**WHAT YOU ARE ASKED TO DO:** Pictures aside, repeat the whole listing word for word.

**LISTED RECORDS:**
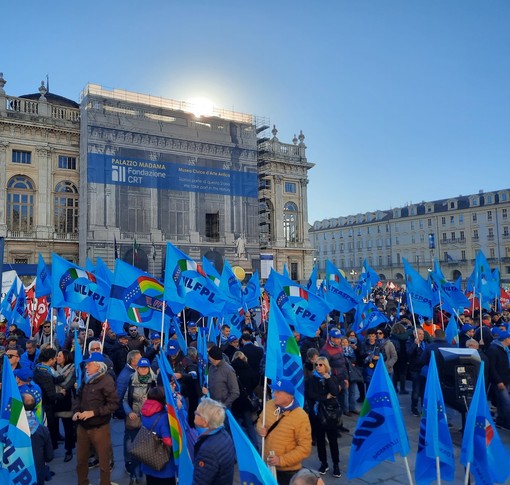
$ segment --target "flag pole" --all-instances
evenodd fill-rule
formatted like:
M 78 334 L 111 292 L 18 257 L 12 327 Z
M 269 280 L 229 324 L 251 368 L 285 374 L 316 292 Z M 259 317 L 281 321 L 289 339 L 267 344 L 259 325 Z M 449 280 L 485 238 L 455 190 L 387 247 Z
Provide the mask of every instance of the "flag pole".
M 52 308 L 51 309 L 51 315 L 50 315 L 50 322 L 51 322 L 51 325 L 50 325 L 50 330 L 51 330 L 51 333 L 50 333 L 50 347 L 53 347 L 53 316 L 54 315 L 56 315 L 55 308 Z
M 188 345 L 188 329 L 186 328 L 188 325 L 186 324 L 186 312 L 184 311 L 184 308 L 182 309 L 182 325 L 184 327 L 184 340 L 186 345 Z
M 436 456 L 437 485 L 441 485 L 441 460 Z
M 161 349 L 164 349 L 165 348 L 165 341 L 164 341 L 164 330 L 165 330 L 165 311 L 166 311 L 166 301 L 163 300 L 163 308 L 162 308 L 162 311 L 161 311 L 161 346 L 160 346 L 160 349 L 159 349 L 159 353 L 161 354 Z M 183 352 L 184 352 L 184 349 L 183 349 Z M 166 356 L 165 356 L 165 352 L 163 350 L 163 357 L 165 357 L 166 359 Z
M 81 315 L 80 315 L 81 317 Z M 87 314 L 87 325 L 85 326 L 85 341 L 83 342 L 83 355 L 85 355 L 85 349 L 87 348 L 87 339 L 89 338 L 89 323 L 90 313 Z
M 471 462 L 468 461 L 466 464 L 466 475 L 464 475 L 464 485 L 469 484 L 469 472 L 471 470 Z
M 474 303 L 473 303 L 474 308 Z M 484 345 L 483 341 L 483 321 L 482 321 L 482 294 L 480 293 L 480 301 L 478 302 L 478 314 L 480 317 L 480 345 Z
M 264 376 L 264 389 L 262 391 L 262 427 L 266 426 L 266 400 L 267 400 L 267 376 Z M 260 456 L 264 459 L 264 448 L 266 446 L 266 437 L 262 436 L 262 446 Z
M 411 475 L 411 468 L 409 467 L 409 460 L 407 456 L 404 456 L 404 463 L 406 464 L 407 478 L 409 479 L 409 485 L 414 485 L 413 476 Z
M 406 288 L 407 291 L 407 288 Z M 413 316 L 413 324 L 414 324 L 414 334 L 416 338 L 418 338 L 418 327 L 416 326 L 416 317 L 414 316 L 414 308 L 413 308 L 413 297 L 409 295 L 409 303 L 411 303 L 411 315 Z M 432 327 L 434 328 L 434 327 Z
M 106 328 L 108 327 L 108 319 L 103 322 L 103 337 L 101 338 L 101 353 L 104 353 L 104 341 L 106 338 Z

**EXPECTED ANSWER:**
$ segment --target "flag pole" --all-instances
evenodd fill-rule
formatted like:
M 78 334 L 111 292 L 18 257 L 12 327 Z
M 269 280 L 229 324 L 251 368 L 285 374 L 316 292 Z M 259 317 L 281 321 L 289 339 L 267 344 L 259 325 Z M 449 280 L 485 238 L 455 190 L 387 247 Z
Provide the mask of every instance of the "flag pole".
M 52 308 L 51 309 L 51 315 L 50 315 L 50 322 L 51 322 L 51 325 L 50 325 L 50 330 L 51 330 L 51 333 L 50 333 L 50 347 L 53 347 L 53 316 L 54 315 L 56 315 L 55 308 Z
M 188 345 L 188 329 L 186 328 L 188 325 L 186 324 L 186 312 L 184 311 L 184 308 L 182 309 L 182 325 L 184 327 L 184 340 L 186 345 Z
M 436 456 L 437 485 L 441 485 L 441 460 Z
M 161 349 L 164 349 L 165 348 L 165 341 L 164 341 L 164 330 L 165 330 L 165 311 L 166 311 L 166 301 L 163 300 L 163 308 L 162 308 L 162 311 L 161 311 L 161 346 L 160 346 L 160 349 L 159 349 L 159 353 L 161 354 Z M 183 352 L 184 352 L 184 349 L 183 349 Z M 166 356 L 165 356 L 165 352 L 163 350 L 163 357 L 165 357 L 166 359 Z
M 81 315 L 80 315 L 81 317 Z M 87 314 L 87 325 L 85 326 L 85 341 L 83 342 L 83 355 L 85 355 L 85 349 L 87 348 L 87 339 L 89 338 L 89 323 L 90 313 Z
M 471 462 L 468 461 L 466 464 L 466 475 L 464 475 L 464 485 L 469 484 L 469 472 L 471 470 Z
M 474 303 L 473 303 L 474 308 Z M 484 345 L 483 341 L 483 321 L 482 321 L 482 294 L 480 293 L 480 301 L 478 302 L 478 314 L 480 317 L 480 345 Z
M 264 376 L 264 389 L 262 391 L 262 427 L 266 426 L 266 400 L 267 400 L 267 376 Z M 260 456 L 264 459 L 264 448 L 266 446 L 266 437 L 262 436 L 262 446 Z
M 411 475 L 411 468 L 409 467 L 409 460 L 407 456 L 404 456 L 404 463 L 406 464 L 407 478 L 409 479 L 409 485 L 414 485 L 413 476 Z
M 406 288 L 407 291 L 407 288 Z M 413 316 L 413 324 L 414 324 L 414 334 L 416 338 L 418 338 L 418 327 L 416 326 L 416 317 L 414 316 L 414 308 L 413 308 L 413 297 L 409 295 L 409 303 L 411 303 L 411 315 Z M 432 327 L 434 328 L 434 327 Z
M 106 328 L 108 327 L 108 319 L 103 322 L 103 337 L 101 338 L 101 353 L 104 353 L 104 341 L 106 338 Z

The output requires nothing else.